Je ne pense pas que ce soit à cause du manque d’opportunités qu’ils ont entamé leur désengagement. Avec le financement des infrastructures et de l’agriculture, une classe moyenne qui augmente, une pénétration bancaire encore faible, le continent représente un marché gigantesque et des marges importantes. J’imagine que les défis de la zone euro sont tels que Barclays a décidé de renforcer ses positions en Europe. Mais nous n’avons aucune ambition de croissance externe concernant ses filiales.

Jugez-vous le naira surévalué ?

Les arguments des deux camps sont recevables. Si vous ne produisez rien et que vous n’exportez rien, la dévaluation n’a pas beaucoup d’impact. Cela n’a de sens que si le Nigeria devient un exportateur solide, qui ne s’appuie pas uniquement sur les produits pétroliers. Il faut étudier le risque d’inflation et les potentiels en matière d’exportation avant de prendre une décision.

Il est certain que le Nigéria est dans une période de troubles, de transformation de l’économie

Dans l’affaire de corruption touchant l’ex-ministre du Pétrole, Diezani Alison-Madueke, des banquiers de premier rang ont été entendus, dont Nnamdi Okonkwo, le DG de Fidelity Bank. Est-ce le signe que les mauvaises pratiques ont toujours cours ?

Je ne pense pas, c’est même très loin d’être le cas. Nous ne savons pas précisément la raison pour laquelle Nnamdi Okonkwo a été arrêté. Notre industrie bancaire est stable : seules trois banques sont concernées, et je ne pense pas que cela soit représentatif de la situation générale des banques et de l’industrie bancaire au Nigeria.

- Données brutes
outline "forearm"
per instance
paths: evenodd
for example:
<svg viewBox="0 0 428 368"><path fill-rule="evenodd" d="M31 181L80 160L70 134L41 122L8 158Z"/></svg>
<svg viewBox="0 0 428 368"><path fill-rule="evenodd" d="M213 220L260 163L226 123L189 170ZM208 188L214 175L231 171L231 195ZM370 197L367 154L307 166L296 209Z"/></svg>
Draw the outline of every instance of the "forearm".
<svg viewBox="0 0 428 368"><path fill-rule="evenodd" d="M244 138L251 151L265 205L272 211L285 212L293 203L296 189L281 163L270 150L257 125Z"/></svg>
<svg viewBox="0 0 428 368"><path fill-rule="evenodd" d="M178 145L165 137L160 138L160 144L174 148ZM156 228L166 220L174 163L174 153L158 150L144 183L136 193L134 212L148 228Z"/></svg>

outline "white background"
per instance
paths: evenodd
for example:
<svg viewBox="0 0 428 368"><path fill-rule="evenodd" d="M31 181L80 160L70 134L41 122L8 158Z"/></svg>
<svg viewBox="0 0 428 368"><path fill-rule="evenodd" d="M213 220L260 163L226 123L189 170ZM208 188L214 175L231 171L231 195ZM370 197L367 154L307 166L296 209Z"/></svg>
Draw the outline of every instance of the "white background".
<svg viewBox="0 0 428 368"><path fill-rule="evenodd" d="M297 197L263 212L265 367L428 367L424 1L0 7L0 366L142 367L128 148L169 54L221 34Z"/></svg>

- Tâche à réaliser
Restituez le texte sur le secteur bancaire nigérian dans son intégralité, sans y changer un seul mot.

- Résolution du problème
Je ne pense pas que ce soit à cause du manque d’opportunités qu’ils ont entamé leur désengagement. Avec le financement des infrastructures et de l’agriculture, une classe moyenne qui augmente, une pénétration bancaire encore faible, le continent représente un marché gigantesque et des marges importantes. J’imagine que les défis de la zone euro sont tels que Barclays a décidé de renforcer ses positions en Europe. Mais nous n’avons aucune ambition de croissance externe concernant ses filiales.

Jugez-vous le naira surévalué ?

Les arguments des deux camps sont recevables. Si vous ne produisez rien et que vous n’exportez rien, la dévaluation n’a pas beaucoup d’impact. Cela n’a de sens que si le Nigeria devient un exportateur solide, qui ne s’appuie pas uniquement sur les produits pétroliers. Il faut étudier le risque d’inflation et les potentiels en matière d’exportation avant de prendre une décision.

Il est certain que le Nigéria est dans une période de troubles, de transformation de l’économie

Dans l’affaire de corruption touchant l’ex-ministre du Pétrole, Diezani Alison-Madueke, des banquiers de premier rang ont été entendus, dont Nnamdi Okonkwo, le DG de Fidelity Bank. Est-ce le signe que les mauvaises pratiques ont toujours cours ?

Je ne pense pas, c’est même très loin d’être le cas. Nous ne savons pas précisément la raison pour laquelle Nnamdi Okonkwo a été arrêté. Notre industrie bancaire est stable : seules trois banques sont concernées, et je ne pense pas que cela soit représentatif de la situation générale des banques et de l’industrie bancaire au Nigeria.